═════ Data provided ═════
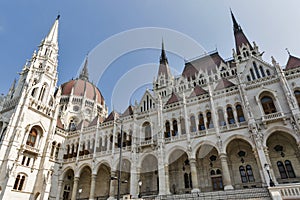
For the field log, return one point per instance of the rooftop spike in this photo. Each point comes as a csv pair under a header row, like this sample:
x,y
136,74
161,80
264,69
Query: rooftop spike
x,y
84,74
52,36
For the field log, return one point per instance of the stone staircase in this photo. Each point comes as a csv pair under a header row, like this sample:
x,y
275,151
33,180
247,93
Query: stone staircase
x,y
250,194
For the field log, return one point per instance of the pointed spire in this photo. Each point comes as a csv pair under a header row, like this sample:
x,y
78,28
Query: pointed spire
x,y
239,36
163,57
236,26
84,74
52,36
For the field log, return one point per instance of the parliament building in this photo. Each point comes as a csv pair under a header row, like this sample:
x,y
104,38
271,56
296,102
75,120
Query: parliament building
x,y
223,129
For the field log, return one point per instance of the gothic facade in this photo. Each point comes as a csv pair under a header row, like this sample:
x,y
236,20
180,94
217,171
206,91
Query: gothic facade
x,y
222,125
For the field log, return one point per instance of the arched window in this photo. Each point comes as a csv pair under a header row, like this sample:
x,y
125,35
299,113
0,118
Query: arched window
x,y
289,169
297,95
281,170
230,116
249,173
193,123
268,105
262,71
256,70
175,128
201,122
240,113
32,137
168,129
182,126
147,131
252,74
221,117
209,123
19,182
243,174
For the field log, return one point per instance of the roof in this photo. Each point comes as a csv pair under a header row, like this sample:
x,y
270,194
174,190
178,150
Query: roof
x,y
198,91
223,83
206,63
128,111
82,88
293,62
174,98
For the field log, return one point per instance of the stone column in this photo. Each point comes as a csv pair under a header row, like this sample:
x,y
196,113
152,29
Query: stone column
x,y
75,186
93,184
112,186
194,175
225,172
60,182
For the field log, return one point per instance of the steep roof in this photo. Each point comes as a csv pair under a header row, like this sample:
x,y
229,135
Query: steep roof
x,y
206,63
174,98
128,111
293,62
223,83
198,91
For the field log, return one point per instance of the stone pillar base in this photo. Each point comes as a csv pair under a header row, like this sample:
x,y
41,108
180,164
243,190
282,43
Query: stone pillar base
x,y
195,190
228,187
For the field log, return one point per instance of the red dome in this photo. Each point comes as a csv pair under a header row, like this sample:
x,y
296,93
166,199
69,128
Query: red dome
x,y
82,87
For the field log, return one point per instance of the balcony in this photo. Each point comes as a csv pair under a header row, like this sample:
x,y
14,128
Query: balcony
x,y
29,149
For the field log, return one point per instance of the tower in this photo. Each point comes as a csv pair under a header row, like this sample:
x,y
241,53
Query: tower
x,y
28,120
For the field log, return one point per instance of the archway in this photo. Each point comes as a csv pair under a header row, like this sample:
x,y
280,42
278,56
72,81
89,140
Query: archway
x,y
103,182
179,172
284,157
84,184
149,175
68,182
243,165
209,168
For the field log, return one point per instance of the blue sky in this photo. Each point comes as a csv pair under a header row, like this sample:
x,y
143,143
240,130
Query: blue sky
x,y
273,25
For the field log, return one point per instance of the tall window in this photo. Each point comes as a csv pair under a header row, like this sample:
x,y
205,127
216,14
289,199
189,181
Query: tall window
x,y
193,123
182,125
168,129
175,128
147,130
268,105
221,117
230,115
286,170
201,122
19,182
32,137
209,123
297,95
240,113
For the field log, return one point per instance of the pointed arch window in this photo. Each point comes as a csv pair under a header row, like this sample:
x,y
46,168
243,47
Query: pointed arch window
═════
Task directions: Your answer must be an exact copy of the records, free of images.

Task solution:
For the field log, return one point per instance of the rooftop spike in this photo. Each point comes as a csv pair under a header row, like this sample:
x,y
136,74
161,80
264,69
Query: rooftop spike
x,y
84,74
52,36
For the field log, return one point per instance of the stone staircase in this photo. Each point comes as a csv pair under a header row, like this sample:
x,y
275,151
33,180
247,93
Query: stone staircase
x,y
250,194
For the field log, return one point per instance of the pointed spire in this photo. Each point comes as a csv pair under a header row, like this sample:
x,y
78,28
Query: pointed spire
x,y
239,36
163,57
236,26
84,74
52,36
For the field log, return one point per instance of the parliament building in this photo. Each point comes as a csv pair under a header row, like this sample:
x,y
104,38
271,56
296,102
75,120
Query: parliament building
x,y
223,129
For the field log, return one point per instance of the gothic facade in this photo. Each point comes as a csv pair under a header row, like this sample:
x,y
236,20
180,94
217,171
206,91
Query: gothic facade
x,y
222,125
For the field log, return one point per instance of the arched window in this photo. Each point comes as a csv pair under a header row, like this sample:
x,y
125,35
299,113
0,118
Query: arched window
x,y
289,169
297,95
281,170
230,116
249,173
193,123
268,105
262,71
256,70
175,128
201,122
240,113
32,137
168,129
182,126
147,131
252,74
221,117
209,123
19,182
243,174
For the field log, return one point per instance of the roof in this photo. Each point comes as a csv pair under a header row, like this sample:
x,y
270,194
174,190
178,150
Query: roof
x,y
198,91
223,83
206,63
128,111
82,88
293,62
174,98
For the field log, return one point per instance of the stone column in this photo. Each point comes as a csv pair under a header row, like this sample:
x,y
196,113
152,29
Query: stone column
x,y
75,186
93,184
112,186
194,175
225,172
60,182
For the field log, return one point per instance of the steep roof in this photo. Each point comes as a csv pair under a header row, like this sample:
x,y
229,135
Query: steep roof
x,y
206,63
174,98
128,111
293,62
223,83
198,91
For the field log, return one point per instance of the stone pillar base in this photo. Each point comes as a csv pair under a header row, like this sample:
x,y
41,108
180,164
243,190
282,43
Query: stone pillar base
x,y
195,190
228,187
For the field log, return one point per instance of the red dome in this photo. Each point comes as a csv pair under a header row, like this sample:
x,y
296,93
166,199
69,128
Query: red dome
x,y
82,87
For the field log, return one point per instance of the balcony in this photo. Each point comes as a csv pair under a header row, like this sample:
x,y
14,128
Query: balcony
x,y
29,149
For the field log, return one point per instance of the tower in this photo. Each point comes as a csv pair under a header row, like this sample:
x,y
241,53
Query: tower
x,y
28,120
For the field log, return one point per instance of the archway in this photo. Each point comes as a csv pair under a header row, like this sample:
x,y
280,42
278,56
72,81
89,140
Query: archway
x,y
103,182
179,172
284,157
84,184
149,175
68,182
243,165
209,168
For the field log, return one point per instance of the blue sky in this photo. Each point comes as a csv pair under a header row, like this sample:
x,y
143,143
240,130
Query: blue sky
x,y
273,25
For the field log, return one point per instance of the tall window in this photo. Each point comes as a csv pair under a header row, like this sample:
x,y
205,127
216,14
289,199
189,181
Query: tall window
x,y
193,123
182,125
168,129
175,128
147,130
268,105
221,117
230,115
286,170
201,122
19,182
32,137
209,123
297,95
240,113
For the field log, return one point per instance of the pointed arch window in this photo. Each point comes as a csv pair under a header row, like this sample:
x,y
46,168
243,47
Query: pointed arch window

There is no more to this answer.